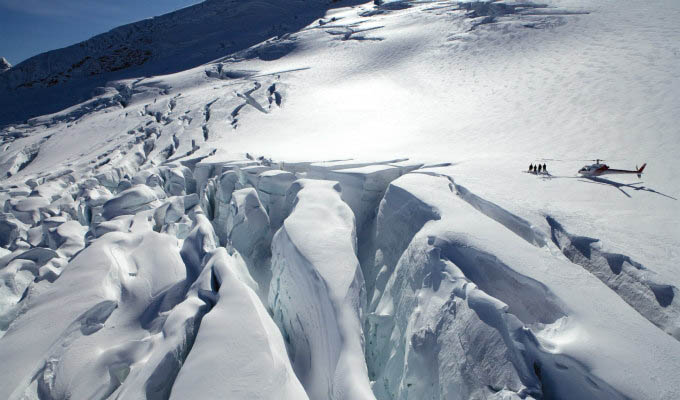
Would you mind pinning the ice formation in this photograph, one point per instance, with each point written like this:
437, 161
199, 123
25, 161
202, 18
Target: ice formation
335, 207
---
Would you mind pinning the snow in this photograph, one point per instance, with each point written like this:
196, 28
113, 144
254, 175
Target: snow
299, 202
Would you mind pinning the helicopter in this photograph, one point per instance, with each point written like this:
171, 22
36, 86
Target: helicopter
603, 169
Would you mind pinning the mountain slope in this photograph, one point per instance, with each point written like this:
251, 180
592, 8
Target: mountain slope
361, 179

**Aim of the exercise**
In the listing, return each line containing the string "mind".

**Solution**
Would you mind pinning the ice formation in this photograph, one point per instance, with each point written like this:
Would you mind pinning the snow in this photograph, one point per instance, with each point written like this:
Would you mind pinning the helicopter in this photograph, one point per instance, with each point written like this:
Would you mind pinning the mountain slope in this photograph, one point per instance, with each point written like this:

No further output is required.